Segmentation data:

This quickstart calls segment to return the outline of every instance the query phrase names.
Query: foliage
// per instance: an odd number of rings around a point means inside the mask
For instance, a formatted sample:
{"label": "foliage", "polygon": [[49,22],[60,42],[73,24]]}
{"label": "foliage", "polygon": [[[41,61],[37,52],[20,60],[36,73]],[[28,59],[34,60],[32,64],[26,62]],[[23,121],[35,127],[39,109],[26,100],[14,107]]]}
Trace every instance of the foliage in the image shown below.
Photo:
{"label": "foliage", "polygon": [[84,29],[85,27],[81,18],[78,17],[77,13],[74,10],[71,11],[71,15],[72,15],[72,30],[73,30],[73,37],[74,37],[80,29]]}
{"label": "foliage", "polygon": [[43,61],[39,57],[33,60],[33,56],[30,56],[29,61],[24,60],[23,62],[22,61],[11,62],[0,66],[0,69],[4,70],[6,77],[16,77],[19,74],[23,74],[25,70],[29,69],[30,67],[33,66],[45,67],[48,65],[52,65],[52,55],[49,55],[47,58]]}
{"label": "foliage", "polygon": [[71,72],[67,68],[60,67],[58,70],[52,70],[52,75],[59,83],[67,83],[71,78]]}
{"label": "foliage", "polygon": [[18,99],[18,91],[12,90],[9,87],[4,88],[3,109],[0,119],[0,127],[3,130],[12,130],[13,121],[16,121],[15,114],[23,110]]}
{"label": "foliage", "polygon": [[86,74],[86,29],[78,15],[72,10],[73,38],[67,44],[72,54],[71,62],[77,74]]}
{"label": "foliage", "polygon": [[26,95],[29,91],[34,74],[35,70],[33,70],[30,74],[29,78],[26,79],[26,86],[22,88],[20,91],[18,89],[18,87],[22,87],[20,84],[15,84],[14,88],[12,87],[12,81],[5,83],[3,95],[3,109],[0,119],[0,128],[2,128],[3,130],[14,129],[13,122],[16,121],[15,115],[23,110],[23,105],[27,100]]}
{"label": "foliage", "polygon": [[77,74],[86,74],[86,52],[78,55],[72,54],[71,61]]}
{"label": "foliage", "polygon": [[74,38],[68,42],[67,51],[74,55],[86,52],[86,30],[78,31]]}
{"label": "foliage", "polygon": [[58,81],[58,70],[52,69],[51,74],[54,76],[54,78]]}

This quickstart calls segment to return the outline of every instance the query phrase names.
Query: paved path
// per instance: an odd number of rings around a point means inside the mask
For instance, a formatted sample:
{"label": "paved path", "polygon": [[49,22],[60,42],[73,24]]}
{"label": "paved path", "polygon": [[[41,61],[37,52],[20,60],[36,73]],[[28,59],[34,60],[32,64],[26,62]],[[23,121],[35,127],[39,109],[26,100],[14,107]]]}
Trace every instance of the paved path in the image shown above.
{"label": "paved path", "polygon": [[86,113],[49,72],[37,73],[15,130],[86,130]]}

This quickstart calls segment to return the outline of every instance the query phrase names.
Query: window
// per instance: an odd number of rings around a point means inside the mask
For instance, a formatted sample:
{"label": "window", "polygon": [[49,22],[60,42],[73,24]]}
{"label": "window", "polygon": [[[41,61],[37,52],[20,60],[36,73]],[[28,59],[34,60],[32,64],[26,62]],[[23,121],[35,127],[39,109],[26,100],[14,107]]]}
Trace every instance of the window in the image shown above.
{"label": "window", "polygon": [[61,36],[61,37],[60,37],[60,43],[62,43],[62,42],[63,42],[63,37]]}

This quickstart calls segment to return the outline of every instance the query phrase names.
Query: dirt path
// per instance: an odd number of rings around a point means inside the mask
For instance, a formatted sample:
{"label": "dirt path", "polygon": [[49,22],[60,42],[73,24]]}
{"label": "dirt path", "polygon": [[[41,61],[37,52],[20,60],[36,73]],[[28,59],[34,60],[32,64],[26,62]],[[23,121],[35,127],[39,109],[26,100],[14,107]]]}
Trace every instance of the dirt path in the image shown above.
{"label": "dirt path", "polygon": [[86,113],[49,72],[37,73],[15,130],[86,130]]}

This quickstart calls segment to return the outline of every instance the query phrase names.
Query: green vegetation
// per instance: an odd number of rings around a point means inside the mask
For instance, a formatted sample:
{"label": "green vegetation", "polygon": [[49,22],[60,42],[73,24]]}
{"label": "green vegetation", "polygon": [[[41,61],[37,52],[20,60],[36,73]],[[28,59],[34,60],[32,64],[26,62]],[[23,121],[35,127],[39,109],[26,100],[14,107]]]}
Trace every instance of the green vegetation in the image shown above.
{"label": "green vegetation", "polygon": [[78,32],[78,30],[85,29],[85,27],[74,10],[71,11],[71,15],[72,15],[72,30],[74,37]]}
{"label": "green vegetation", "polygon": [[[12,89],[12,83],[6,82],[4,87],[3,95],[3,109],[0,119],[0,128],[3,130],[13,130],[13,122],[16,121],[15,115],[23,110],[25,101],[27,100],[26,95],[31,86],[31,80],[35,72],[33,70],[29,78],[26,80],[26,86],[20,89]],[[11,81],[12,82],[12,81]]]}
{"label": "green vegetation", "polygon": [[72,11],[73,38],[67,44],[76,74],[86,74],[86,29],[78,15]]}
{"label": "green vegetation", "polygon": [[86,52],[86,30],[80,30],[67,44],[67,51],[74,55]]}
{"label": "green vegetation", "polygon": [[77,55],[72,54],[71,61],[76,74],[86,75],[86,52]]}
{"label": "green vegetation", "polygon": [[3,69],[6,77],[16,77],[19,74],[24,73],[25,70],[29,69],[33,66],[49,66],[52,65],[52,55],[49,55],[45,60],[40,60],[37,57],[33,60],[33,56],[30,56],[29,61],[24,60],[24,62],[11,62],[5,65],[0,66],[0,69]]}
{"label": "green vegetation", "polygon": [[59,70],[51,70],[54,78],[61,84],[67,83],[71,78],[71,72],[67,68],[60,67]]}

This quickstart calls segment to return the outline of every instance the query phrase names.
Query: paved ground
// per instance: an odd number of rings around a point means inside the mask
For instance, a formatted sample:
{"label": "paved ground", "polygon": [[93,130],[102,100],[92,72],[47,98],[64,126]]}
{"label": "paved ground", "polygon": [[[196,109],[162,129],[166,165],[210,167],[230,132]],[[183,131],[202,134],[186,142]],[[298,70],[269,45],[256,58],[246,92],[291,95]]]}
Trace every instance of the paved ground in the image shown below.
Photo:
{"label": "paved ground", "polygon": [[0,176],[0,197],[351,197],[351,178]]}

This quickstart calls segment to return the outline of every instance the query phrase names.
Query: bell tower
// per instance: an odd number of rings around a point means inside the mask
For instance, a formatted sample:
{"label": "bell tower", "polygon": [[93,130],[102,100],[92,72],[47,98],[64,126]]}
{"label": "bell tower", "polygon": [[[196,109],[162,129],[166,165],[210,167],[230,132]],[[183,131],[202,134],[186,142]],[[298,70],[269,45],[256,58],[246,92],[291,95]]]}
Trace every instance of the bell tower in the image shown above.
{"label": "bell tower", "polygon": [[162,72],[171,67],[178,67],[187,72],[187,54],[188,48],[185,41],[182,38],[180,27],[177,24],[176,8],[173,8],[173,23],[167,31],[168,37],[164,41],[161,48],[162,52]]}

WORK TO BE COMPLETED:
Which lines in the segmentation data contain the word "shown"? Copy each of them.

ANSWER TO THIS EXERCISE:
Trace every instance of the foliage in the image shown below.
Trace every instance of the paved path in the image shown above.
Trace every instance of the window in the image shown above.
Trace every instance of the dirt path in the image shown above.
Trace every instance of the green vegetation in the image shown above.
Trace every instance of the paved ground in the image shown below.
Trace every instance of the bell tower in the image shown above.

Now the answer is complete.